→ **Given task 1**
Answer these questions from the article on earthquake-resistant building in Japan:
(a) About how many earthquakes occur in Japan each year?
(b) In what year was the Tōji pagoda last rebuilt?
(c) How tall is Tokyo Skytree?

Japan suffers from frequent earthquakes. It is estimated that about 6,000 earthquakes occur annually. Most of them are micro-shocks, which are often unnoticeable for people, but there are also strong earthquakes that cause huge losses in infrastructure and in human. Therefore, the priority is to search for and implement solutions that will minimize losses and protect the Japanese from this threat. Everyone is responsible for this, the government, private companies and individual citizens. This modern country is full of high buildings and high-speed trains. It would seem that many earthquakes are not conducive to such solutions. One skyscraper near the other one during earthquake. It must be recipe for disaster. However, Japan has been a leader in introducing technologies to counteract earthquakes for years. Many Japanese buildings are equipped with shock-resistant components. Some of them absorb vibrations, while others make the building float on its foundations. But the collapse of buildings is not the only one threat from earthquakes. They can also cause fires related to the failure of electrical and gas installations or cut off the flow of drinking water. And for such threats, solutions are also being sought in Japan. Earthquake resistance technologies aren’t something new in Japan. For thousands of years, Japan has been using techniques to prevent disasters’s effects.
Tōji Pagoda in Kyoto
Anti-shock technologies in Japanese architecture
In Japan, until the 19th century, all buildings were wooden. Since ancient times people have known that materials such as stone and brick are not resistant to earthquakes, that’s why wood was used. In addition, nails or other metal elements were generally not used at all. On one hand, it enabled a quick reconstruction of a building that suffered any disaster, such as a fire. On the other hand, it had an anti-shock effect. Wood has its flexibility, which makes it move slightly during the earthquakes instead of being destroyed. In addition to wood as a building material, additional technologies were also used to prevent collapse. A perfect example of this are the pagodas in Buddhist temples, for example the five-store pagoda at the Tōji Temple in Kyoto, which is 55 meters high. Tall wooden buildings like this one can be found all over Japan, many of them have been digested by fire, but there is no evidence that any damage was caused by earthquakes. Tōji pagoda was last rebuilt in 1644 and has survived every earthquake since then. This is possible thanks to a single pillar that runs through the center of the pagoda and is built deep into the ground. The pillar is not attached to any of the other building elements that surround it. Each of the five floors of the pagoda is supported by independent pillars and other more complicated components. The key to resistance to earthquakes is this single, thick and strong beam, that is, the central pillar. An experiment was even carried out to prove this theory. Researchers built a 1:5 pagoda model to see how damaged it will be by the earthquake. During an earthquake, the central pillar moves strongly to the left and right, but the rest of the structure moves in the opposite direction. These movements cancel each other out, protecting the tower against collapsing.
This brilliant technology is used even today, in modern and much higher buildings. Tokyo Skytree is 634 meters high and is the tallest free-standing tower in the world. And although it is slightly swaying in the wind, it will not break and will not be destroyed, because the Tokyo Skytree used the same principle as in the pagoda. The central pillar also serves as an emergency staircase. It is not connected to other sections of the building, so when it comes to an earthquake, it moves in the opposite direction than the rest of the building, which eliminates vibrations.

Source records:
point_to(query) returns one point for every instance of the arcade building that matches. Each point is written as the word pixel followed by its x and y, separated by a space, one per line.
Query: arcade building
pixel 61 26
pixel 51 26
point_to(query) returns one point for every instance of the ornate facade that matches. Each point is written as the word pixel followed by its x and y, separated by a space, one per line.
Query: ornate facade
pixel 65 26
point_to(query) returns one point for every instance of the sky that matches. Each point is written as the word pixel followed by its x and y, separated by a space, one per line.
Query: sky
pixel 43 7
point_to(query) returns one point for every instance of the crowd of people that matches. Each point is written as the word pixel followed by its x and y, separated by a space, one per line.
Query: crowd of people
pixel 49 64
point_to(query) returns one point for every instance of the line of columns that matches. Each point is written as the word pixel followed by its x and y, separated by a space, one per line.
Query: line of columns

→ **Given task 2**
Please scale the records from the line containing "point_to(query) returns one point for every instance of the sky", that line included, through the end of the records. Reproduce those lines in full, requests included, with each pixel coordinate in the answers multiplied by 0.3 and rounded to a whole number, halves rounding up.

→ **Output 1**
(a) About 6,000.
(b) 1644.
(c) 634 meters.

→ **Output 2**
point_to(query) returns one point for every instance of the sky that matches. Each point is written as the word pixel followed by its x and y, separated by a space, one per line.
Query: sky
pixel 13 2
point_to(query) returns one point for every instance of the crowd of people that matches. Each point is written as the word pixel followed by its x and y, separated by a space, one per line.
Query: crowd of people
pixel 15 19
point_to(query) returns one point for every instance of the line of columns that matches. Each point is written as the word pixel followed by its x and y, separated by a space, one per line.
Query: line of columns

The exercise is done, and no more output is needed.